* _SET EXERCISE_
Copy the entries from the line containing "hand, giving x and y for each instance?" down through the line containing "(1240, 268)", substituting "officer" for "woman" and leaving everything else unchanged. Leave the pictures out of your answer.

* _EXTRACTED MATERIAL_
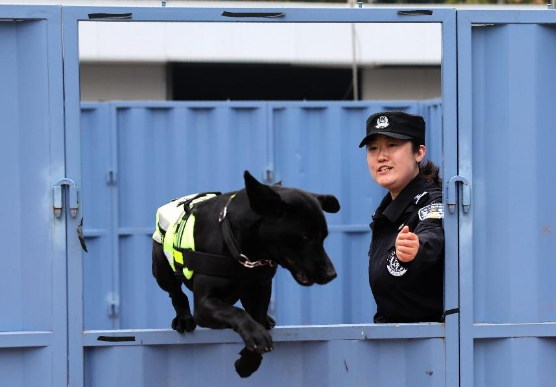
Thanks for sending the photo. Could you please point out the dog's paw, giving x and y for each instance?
(248, 363)
(256, 338)
(270, 323)
(184, 324)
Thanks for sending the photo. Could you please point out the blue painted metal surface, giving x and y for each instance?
(308, 356)
(33, 259)
(133, 155)
(505, 137)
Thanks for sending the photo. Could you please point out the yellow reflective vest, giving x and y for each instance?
(174, 230)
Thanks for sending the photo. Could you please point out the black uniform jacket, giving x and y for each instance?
(412, 291)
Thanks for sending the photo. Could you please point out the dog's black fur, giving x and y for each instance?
(285, 225)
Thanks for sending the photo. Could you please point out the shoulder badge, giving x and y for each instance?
(432, 211)
(393, 265)
(419, 197)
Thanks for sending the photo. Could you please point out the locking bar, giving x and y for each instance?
(464, 193)
(58, 197)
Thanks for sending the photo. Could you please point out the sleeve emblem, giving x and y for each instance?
(432, 211)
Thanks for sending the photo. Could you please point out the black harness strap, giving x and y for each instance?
(211, 264)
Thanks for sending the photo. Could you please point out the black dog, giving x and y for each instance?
(239, 238)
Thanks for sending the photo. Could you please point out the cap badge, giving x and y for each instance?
(382, 122)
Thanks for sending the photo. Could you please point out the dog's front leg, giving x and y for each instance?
(255, 300)
(213, 313)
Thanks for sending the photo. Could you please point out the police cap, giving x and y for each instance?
(400, 125)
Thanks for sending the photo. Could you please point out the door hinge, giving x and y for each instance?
(464, 193)
(111, 178)
(58, 197)
(113, 305)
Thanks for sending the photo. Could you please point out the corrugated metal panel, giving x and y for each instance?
(165, 150)
(33, 333)
(513, 173)
(505, 147)
(514, 362)
(312, 356)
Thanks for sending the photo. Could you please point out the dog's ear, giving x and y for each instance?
(262, 198)
(329, 203)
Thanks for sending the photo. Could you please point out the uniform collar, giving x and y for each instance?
(394, 208)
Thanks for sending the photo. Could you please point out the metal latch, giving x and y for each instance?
(464, 193)
(58, 197)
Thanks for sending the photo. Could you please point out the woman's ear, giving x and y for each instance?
(420, 154)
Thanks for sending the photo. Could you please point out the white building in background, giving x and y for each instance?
(132, 61)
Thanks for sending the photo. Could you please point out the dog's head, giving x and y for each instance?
(292, 229)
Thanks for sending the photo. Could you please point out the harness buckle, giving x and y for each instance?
(223, 214)
(243, 260)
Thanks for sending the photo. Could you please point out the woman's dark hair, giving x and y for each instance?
(427, 168)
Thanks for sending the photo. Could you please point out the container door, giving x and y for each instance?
(507, 133)
(33, 322)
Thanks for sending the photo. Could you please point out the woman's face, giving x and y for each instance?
(392, 162)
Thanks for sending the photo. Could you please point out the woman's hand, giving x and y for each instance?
(407, 245)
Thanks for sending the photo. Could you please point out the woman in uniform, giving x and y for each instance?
(406, 256)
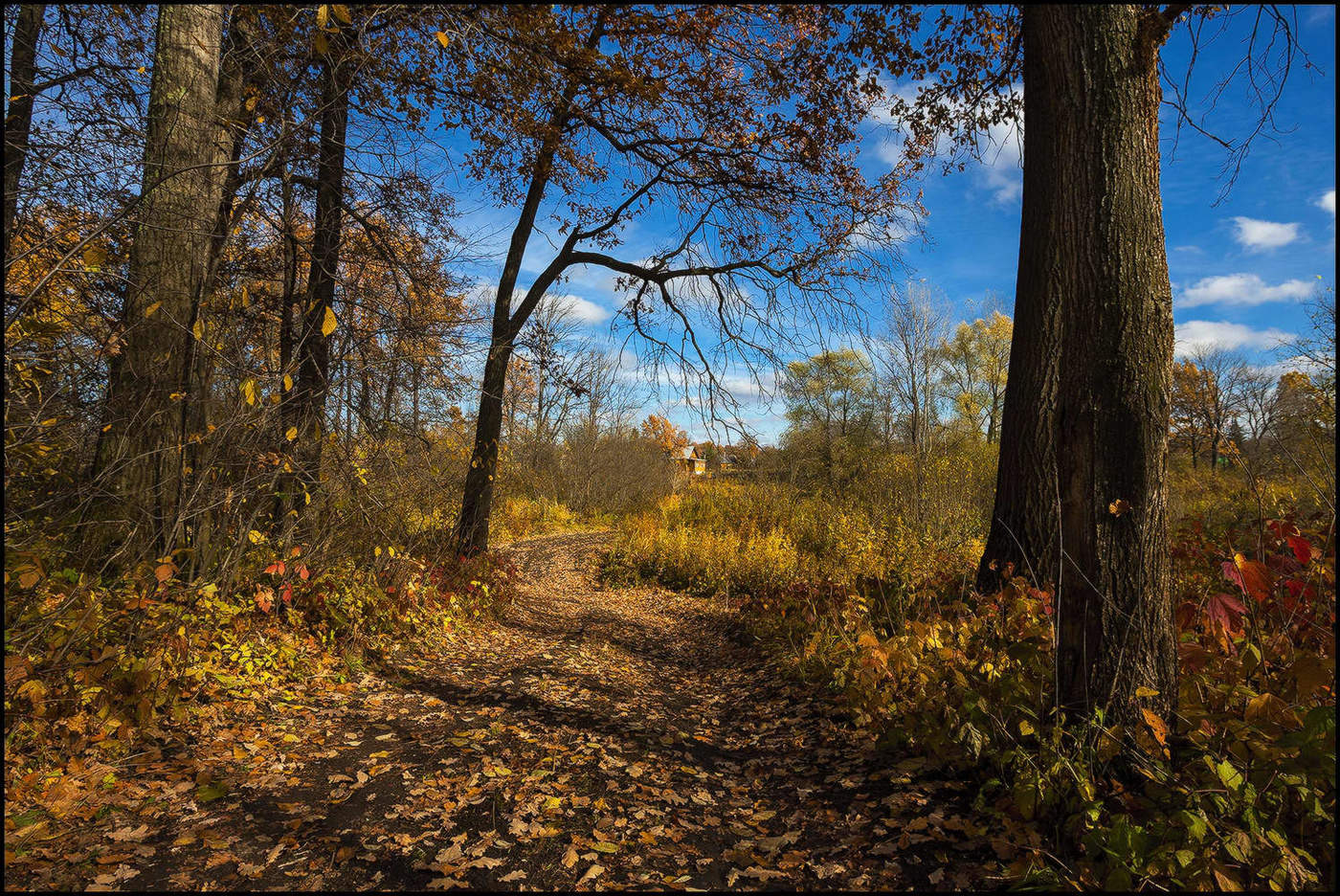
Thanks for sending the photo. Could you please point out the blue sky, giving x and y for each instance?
(1240, 268)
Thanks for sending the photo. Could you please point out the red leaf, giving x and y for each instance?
(1225, 611)
(1302, 549)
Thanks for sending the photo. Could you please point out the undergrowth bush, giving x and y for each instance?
(1236, 792)
(98, 666)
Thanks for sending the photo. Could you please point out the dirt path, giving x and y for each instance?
(590, 740)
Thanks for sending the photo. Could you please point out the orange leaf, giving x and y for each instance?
(1156, 725)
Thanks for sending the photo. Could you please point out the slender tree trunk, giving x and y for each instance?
(1024, 520)
(1092, 79)
(285, 480)
(473, 529)
(17, 120)
(314, 347)
(185, 162)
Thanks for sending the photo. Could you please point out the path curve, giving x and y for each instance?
(625, 738)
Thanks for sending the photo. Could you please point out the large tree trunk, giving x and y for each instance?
(1024, 520)
(1092, 126)
(187, 157)
(17, 120)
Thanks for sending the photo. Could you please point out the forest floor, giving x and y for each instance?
(590, 738)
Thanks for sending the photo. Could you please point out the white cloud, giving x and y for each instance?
(1002, 164)
(1241, 289)
(1222, 334)
(1256, 235)
(582, 309)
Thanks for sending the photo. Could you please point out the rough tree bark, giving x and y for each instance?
(141, 459)
(17, 120)
(1092, 94)
(1024, 520)
(307, 406)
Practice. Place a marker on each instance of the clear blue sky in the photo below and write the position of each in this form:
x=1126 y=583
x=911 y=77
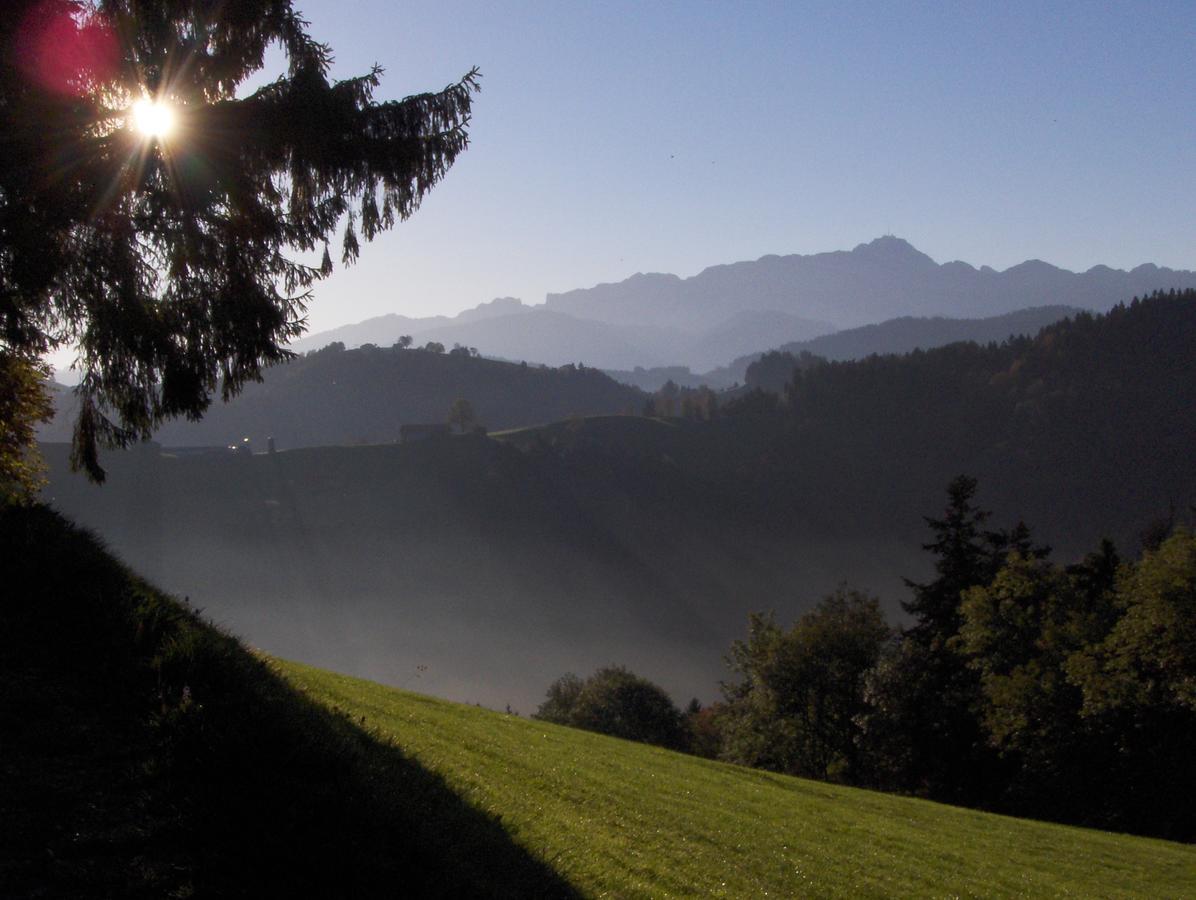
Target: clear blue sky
x=617 y=138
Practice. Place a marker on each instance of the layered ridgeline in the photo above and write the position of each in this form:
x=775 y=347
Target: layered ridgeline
x=365 y=396
x=728 y=311
x=882 y=280
x=197 y=767
x=895 y=336
x=481 y=569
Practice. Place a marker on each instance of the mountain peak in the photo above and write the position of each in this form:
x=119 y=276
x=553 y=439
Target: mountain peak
x=890 y=248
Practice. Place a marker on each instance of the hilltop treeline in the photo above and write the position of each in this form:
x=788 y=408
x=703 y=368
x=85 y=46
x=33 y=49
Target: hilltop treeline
x=346 y=397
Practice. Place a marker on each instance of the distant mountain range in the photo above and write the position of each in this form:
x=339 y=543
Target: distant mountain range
x=882 y=280
x=730 y=311
x=897 y=336
x=510 y=330
x=364 y=396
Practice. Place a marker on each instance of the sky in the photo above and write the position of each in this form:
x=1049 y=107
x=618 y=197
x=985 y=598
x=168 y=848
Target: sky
x=615 y=138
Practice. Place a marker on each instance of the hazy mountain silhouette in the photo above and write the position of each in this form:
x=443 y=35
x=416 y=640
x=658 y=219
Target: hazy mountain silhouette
x=880 y=280
x=501 y=563
x=506 y=329
x=728 y=311
x=901 y=335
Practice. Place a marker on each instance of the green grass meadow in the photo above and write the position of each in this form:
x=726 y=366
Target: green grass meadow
x=620 y=819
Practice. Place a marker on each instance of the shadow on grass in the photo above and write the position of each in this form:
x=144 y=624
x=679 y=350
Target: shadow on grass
x=144 y=752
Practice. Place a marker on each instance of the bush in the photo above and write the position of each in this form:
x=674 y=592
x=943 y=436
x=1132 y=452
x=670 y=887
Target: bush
x=616 y=702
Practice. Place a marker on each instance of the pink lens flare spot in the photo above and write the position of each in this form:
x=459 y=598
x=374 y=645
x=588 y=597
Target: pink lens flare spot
x=63 y=50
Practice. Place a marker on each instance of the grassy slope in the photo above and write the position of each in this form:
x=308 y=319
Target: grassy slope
x=622 y=819
x=145 y=753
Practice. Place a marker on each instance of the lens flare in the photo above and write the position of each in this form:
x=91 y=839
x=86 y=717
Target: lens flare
x=153 y=118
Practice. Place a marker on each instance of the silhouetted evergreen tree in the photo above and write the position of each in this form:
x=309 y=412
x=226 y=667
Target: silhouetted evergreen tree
x=171 y=261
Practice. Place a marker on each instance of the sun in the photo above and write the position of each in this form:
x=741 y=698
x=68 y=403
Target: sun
x=153 y=118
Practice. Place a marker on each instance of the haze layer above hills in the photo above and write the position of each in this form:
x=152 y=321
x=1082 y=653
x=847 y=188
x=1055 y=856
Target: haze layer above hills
x=727 y=311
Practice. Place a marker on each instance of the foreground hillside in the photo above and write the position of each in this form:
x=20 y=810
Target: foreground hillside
x=148 y=754
x=144 y=753
x=628 y=820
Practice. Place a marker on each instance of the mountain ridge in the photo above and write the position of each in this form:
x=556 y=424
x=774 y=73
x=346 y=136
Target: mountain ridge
x=658 y=319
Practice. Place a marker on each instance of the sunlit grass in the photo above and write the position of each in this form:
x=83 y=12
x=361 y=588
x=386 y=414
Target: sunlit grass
x=621 y=819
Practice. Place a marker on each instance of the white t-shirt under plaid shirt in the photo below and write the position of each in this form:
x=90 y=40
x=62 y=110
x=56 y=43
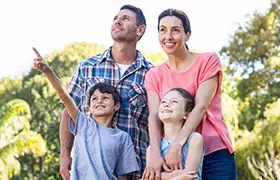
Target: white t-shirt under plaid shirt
x=132 y=117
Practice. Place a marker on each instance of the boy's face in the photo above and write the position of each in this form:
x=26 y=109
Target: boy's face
x=102 y=104
x=172 y=107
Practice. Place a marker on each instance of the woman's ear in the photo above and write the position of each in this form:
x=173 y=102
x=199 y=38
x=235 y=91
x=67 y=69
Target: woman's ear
x=188 y=35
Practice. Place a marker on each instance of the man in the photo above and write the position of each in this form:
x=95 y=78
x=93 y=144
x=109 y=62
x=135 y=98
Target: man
x=123 y=67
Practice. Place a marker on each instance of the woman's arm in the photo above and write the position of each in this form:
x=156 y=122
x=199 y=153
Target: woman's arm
x=154 y=159
x=122 y=177
x=203 y=98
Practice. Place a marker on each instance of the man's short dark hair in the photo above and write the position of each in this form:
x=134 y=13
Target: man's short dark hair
x=105 y=88
x=140 y=18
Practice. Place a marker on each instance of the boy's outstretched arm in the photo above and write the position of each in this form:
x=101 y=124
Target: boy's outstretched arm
x=41 y=65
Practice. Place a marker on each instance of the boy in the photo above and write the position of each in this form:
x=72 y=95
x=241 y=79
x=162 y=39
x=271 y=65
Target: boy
x=100 y=152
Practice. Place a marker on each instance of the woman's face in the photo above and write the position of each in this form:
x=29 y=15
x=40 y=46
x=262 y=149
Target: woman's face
x=171 y=34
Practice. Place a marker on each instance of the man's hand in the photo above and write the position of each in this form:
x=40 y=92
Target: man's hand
x=153 y=169
x=65 y=166
x=39 y=63
x=173 y=158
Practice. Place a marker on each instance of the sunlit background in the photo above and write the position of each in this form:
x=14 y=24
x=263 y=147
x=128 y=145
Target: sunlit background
x=53 y=24
x=245 y=33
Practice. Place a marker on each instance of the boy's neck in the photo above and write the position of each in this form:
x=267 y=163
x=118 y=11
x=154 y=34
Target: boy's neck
x=104 y=121
x=171 y=130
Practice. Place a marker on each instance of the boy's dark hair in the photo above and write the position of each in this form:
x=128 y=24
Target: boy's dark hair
x=179 y=14
x=189 y=99
x=105 y=88
x=140 y=18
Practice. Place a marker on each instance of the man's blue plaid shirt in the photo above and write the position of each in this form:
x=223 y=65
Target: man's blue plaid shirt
x=132 y=117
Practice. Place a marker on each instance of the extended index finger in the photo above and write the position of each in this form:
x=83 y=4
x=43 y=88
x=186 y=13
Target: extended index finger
x=37 y=53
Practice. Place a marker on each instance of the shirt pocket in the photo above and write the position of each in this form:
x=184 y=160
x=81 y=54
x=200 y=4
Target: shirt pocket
x=137 y=95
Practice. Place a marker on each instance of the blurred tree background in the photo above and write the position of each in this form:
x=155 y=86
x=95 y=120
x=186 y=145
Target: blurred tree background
x=30 y=109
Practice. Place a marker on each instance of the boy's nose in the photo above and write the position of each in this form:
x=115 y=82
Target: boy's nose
x=165 y=105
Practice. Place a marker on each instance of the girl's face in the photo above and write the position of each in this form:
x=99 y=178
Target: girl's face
x=171 y=34
x=172 y=107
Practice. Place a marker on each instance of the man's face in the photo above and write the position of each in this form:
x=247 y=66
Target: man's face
x=124 y=26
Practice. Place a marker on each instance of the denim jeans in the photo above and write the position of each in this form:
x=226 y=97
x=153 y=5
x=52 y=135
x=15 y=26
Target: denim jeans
x=219 y=165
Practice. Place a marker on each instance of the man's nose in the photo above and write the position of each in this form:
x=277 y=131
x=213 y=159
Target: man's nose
x=117 y=21
x=165 y=104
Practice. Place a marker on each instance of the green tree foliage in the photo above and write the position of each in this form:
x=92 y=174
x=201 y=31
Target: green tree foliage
x=16 y=138
x=253 y=56
x=46 y=109
x=260 y=145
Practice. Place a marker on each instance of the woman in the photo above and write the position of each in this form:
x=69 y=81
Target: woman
x=201 y=75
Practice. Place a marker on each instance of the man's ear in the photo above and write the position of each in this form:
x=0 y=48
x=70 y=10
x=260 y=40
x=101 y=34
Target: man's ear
x=117 y=107
x=185 y=117
x=140 y=30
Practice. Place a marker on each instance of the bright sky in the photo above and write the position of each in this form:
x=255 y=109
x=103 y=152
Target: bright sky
x=51 y=25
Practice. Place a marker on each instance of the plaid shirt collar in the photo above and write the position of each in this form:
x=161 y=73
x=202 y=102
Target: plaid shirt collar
x=139 y=62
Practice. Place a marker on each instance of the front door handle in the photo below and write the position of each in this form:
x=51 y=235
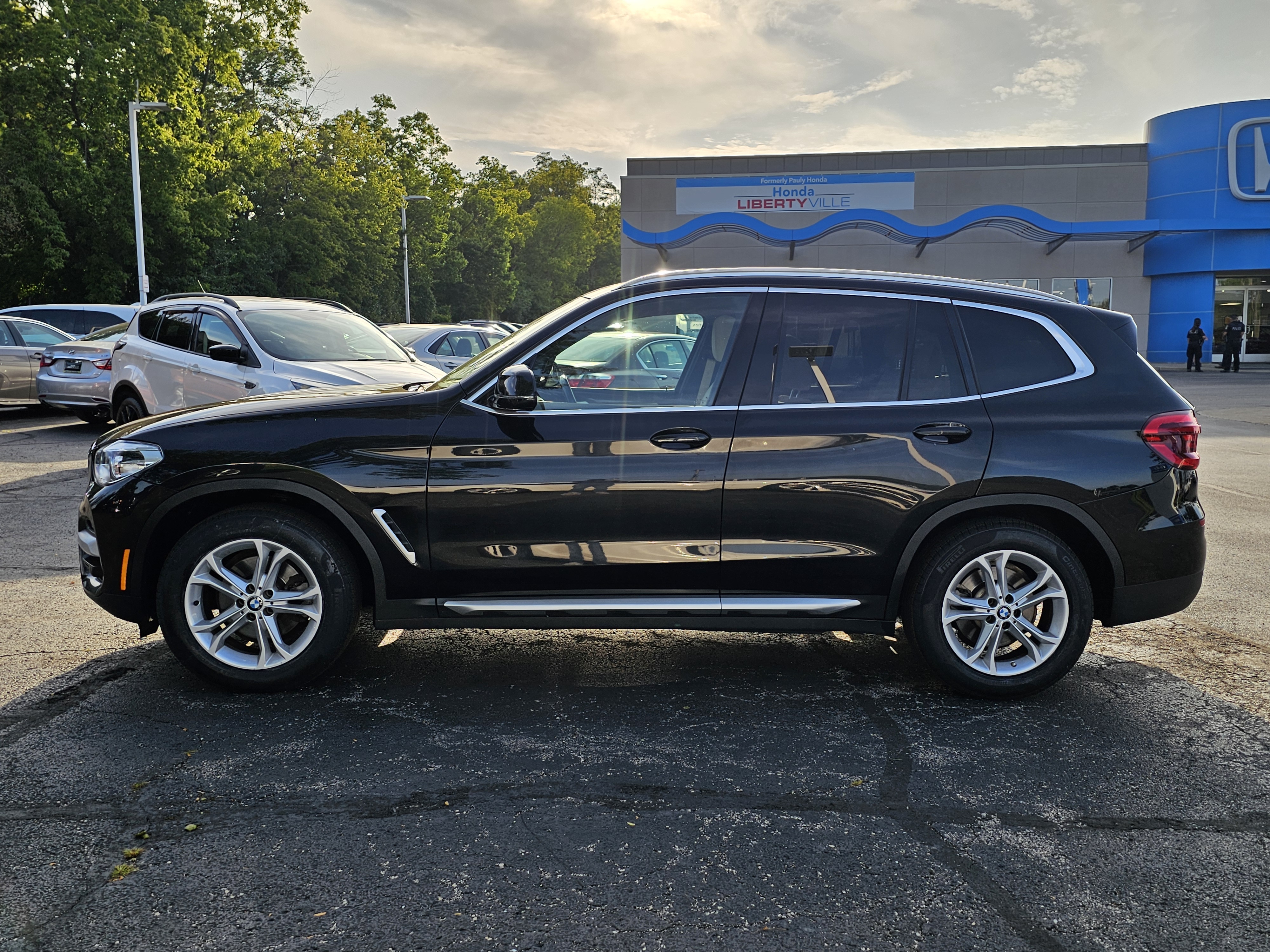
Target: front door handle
x=944 y=432
x=680 y=439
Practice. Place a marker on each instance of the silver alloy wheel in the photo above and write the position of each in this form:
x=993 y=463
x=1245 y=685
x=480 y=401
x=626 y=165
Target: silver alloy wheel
x=1005 y=614
x=253 y=604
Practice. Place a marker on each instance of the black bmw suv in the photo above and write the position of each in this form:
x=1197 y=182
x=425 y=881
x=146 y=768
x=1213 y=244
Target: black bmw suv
x=812 y=451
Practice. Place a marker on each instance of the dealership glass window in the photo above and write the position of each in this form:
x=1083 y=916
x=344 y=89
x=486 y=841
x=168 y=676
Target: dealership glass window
x=1095 y=293
x=1031 y=284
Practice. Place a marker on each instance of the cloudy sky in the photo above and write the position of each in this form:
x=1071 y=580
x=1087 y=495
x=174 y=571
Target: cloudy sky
x=609 y=79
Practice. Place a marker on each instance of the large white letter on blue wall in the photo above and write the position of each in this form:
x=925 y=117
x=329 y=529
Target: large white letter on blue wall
x=802 y=192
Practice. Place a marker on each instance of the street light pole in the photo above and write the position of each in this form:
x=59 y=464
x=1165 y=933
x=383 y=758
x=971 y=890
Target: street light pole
x=134 y=109
x=406 y=252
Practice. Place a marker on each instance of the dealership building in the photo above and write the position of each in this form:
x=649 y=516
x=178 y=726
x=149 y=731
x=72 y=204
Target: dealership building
x=1169 y=230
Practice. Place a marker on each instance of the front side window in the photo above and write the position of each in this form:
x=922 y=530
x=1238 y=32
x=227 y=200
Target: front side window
x=214 y=332
x=321 y=334
x=177 y=329
x=40 y=336
x=596 y=366
x=841 y=350
x=1012 y=352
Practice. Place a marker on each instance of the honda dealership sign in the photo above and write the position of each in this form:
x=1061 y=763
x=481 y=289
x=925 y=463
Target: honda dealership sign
x=799 y=192
x=1260 y=178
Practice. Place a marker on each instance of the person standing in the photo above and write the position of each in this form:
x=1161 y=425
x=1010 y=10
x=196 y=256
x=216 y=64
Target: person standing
x=1196 y=338
x=1234 y=345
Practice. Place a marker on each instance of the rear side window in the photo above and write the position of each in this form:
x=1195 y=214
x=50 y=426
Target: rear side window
x=937 y=371
x=1012 y=352
x=177 y=329
x=149 y=324
x=214 y=332
x=841 y=350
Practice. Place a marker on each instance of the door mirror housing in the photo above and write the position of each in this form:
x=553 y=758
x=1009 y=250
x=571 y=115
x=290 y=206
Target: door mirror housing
x=227 y=354
x=516 y=390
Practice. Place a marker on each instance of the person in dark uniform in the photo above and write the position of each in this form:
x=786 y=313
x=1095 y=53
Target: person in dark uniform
x=1234 y=345
x=1196 y=338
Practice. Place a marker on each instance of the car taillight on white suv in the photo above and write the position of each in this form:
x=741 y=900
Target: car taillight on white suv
x=1175 y=439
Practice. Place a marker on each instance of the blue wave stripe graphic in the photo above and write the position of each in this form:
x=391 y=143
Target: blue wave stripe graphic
x=1023 y=223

* _WRITTEN REPLY_
Thanks for sending the photo. Could you please point out the officer's hand, giving x and y for each instance?
(407, 245)
Thanks for sending the photo. Could you please point out the officer in uniform, giving x and y for each instance?
(406, 256)
Thanks for sending the photo. Could you please point out the blue sky, giving x and y for each instance?
(1240, 268)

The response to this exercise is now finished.